▶ [Exercise instructions] Rewrite the records below, replacing every occurrence of "integer pixel boxes" with "whole-number pixel boxes" and changing nothing else.

▶ [Region annotation entries]
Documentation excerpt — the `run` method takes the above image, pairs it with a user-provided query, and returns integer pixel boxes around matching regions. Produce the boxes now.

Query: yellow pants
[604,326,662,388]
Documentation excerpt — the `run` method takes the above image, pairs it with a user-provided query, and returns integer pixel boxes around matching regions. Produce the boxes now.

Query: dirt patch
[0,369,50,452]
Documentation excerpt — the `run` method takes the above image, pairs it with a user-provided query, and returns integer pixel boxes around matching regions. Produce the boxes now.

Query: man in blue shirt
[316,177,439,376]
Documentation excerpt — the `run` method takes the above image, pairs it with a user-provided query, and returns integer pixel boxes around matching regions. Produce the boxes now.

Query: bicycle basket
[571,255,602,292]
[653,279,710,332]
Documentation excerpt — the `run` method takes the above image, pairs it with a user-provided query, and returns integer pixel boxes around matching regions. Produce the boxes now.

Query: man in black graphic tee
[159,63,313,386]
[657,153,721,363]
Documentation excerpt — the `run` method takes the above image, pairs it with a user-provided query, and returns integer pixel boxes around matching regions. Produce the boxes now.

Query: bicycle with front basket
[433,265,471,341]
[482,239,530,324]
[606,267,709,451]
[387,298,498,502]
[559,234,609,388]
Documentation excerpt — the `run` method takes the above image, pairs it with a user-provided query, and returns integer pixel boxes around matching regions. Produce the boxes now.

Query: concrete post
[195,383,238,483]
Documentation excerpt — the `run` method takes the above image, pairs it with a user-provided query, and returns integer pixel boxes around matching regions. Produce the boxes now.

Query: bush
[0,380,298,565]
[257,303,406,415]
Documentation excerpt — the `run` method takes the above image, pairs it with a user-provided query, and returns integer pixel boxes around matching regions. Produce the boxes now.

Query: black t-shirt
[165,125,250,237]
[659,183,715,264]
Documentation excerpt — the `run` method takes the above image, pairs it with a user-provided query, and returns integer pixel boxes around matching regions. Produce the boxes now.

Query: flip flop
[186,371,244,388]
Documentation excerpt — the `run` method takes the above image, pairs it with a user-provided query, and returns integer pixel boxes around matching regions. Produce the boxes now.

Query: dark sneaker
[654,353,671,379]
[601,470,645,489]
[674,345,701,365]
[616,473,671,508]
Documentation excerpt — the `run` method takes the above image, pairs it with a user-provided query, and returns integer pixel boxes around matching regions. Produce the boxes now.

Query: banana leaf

▶ [The solution]
Documentation excerpt — the `run` method takes the above image, pairs it with a user-provided query, and returns whole-number pixel boxes around matching regions. Produce the boxes now.

Query: yellow pants
[604,326,662,388]
Documentation excerpt — the `run` method takes the above image, pairs it with a user-provided query, and returns whole-number pixel boxes around matching regions. Produce the boxes now.

Query: dirt patch
[0,369,50,452]
Documentation excerpt — the `run` method takes the above image, pairs it with a user-provided query, and returns whole-number pixel boxes around matching regions. Produce the boxes now.

Query: man in blue shirt
[316,177,439,376]
Documentation excerpt — the `run` method takes the above image, pairs it with a user-provided query, and returns whole-number pixel boxes around matching regions. Produce the boxes now.

Query: bicycle basket
[571,255,602,292]
[653,279,710,332]
Documentation excerpt — the `run` method takes the above image, pairs it with a user-provided query, and returns whole-number pixel boxes around matching regions. Produce the boxes now.

Query: man in black graphic tee
[159,63,313,386]
[657,153,721,363]
Documentation excerpt — the `run` method takes the above image, pairs it with a user-provided query, and returns whole-number pixel boxes around matching regions. Produce the boxes now.

Query: bicycle with front basket
[433,265,471,341]
[482,239,530,324]
[606,267,709,451]
[387,298,498,502]
[559,234,609,388]
Documentation excerpt — the `run` method takes the above image, pairs it with a user-provided query, and returns whole-number pixel boxes around matching regions. Produce the boxes now.

Query: concrete post
[195,383,238,483]
Documentation excerpt — the `run` method takes the above image, pairs it with a user-provided query, and returns whole-number pixel boxes around matching regions. Produce the boxes now.

Query: bush
[0,380,298,565]
[257,303,406,415]
Documentation excerpt — the `run` method takes the above image, pairs it with a user-provided query, and returns whole-number pixel boxes around matching regions. Produce the boxes now.

Query: black t-shirt
[165,125,250,237]
[659,183,715,264]
Documentation excerpt — the `run` method takes the above image, pairs it with a user-provided query, and returns whole-number pixel boxes around matching regions. Produce the boxes now.

Query: flip flop
[186,371,244,388]
Documentation excerpt — the `run` method takes the above image, pairs it with a user-provided query, and returns whole-number pixel boxes around matching regions. Produce the boxes now.

Query: dark sneaker
[654,353,671,379]
[601,470,645,489]
[674,345,701,365]
[616,473,671,508]
Documentation excerpt — the `run` method takes the above image, pairs it with a user-provided query, and returns whole-number pixel boxes around matching regions. Produce the boxes now.

Query: banana leaf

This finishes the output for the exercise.